> _RECORDS SHOWN_

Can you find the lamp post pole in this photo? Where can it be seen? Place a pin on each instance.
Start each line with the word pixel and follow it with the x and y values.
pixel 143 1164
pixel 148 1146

==

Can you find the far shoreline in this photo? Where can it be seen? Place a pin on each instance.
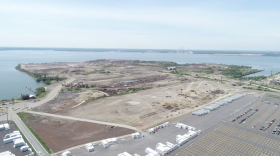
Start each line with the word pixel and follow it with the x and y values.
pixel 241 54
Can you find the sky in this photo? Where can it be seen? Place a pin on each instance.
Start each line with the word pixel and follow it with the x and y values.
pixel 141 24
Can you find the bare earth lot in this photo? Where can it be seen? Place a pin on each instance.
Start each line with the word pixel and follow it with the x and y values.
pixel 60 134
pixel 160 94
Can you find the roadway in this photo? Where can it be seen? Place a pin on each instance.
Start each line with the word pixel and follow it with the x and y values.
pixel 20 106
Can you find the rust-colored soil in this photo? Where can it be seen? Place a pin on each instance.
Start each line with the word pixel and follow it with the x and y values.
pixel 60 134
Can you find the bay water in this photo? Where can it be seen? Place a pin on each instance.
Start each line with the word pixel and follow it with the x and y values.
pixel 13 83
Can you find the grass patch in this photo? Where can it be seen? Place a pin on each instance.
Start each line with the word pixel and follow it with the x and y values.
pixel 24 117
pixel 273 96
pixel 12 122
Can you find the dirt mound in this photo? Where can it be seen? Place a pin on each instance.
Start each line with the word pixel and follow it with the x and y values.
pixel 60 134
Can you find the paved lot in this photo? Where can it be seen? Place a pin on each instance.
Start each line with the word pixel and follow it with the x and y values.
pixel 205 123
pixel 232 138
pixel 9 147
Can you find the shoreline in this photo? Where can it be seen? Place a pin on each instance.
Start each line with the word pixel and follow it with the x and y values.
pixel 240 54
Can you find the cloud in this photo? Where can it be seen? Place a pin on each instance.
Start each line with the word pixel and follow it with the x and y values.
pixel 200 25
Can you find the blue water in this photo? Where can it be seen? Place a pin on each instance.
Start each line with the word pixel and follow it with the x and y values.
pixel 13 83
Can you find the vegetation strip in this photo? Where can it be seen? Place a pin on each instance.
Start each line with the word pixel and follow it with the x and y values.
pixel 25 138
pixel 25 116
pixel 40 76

> _EXERCISE OBJECTIVE_
Write out exactly the lines that fall from the line with "Can you find the grass" to the line with "Can you find the paved" in the records above, keeping both ends.

> _ANSWER BOX_
Can you find the grass patch in this photo? Where can it be seen? Place a pin on each instance.
Start each line with the word pixel and follow it with the x and y values.
pixel 24 117
pixel 273 96
pixel 12 122
Can you find the dirt mound in this photo? Where can it be seen? Place a pin on each instance.
Start each line with the word pixel and follow it with the x and y values.
pixel 60 134
Can you find the paved lot in this photo? Where can it be seen? Place a pin on each instance.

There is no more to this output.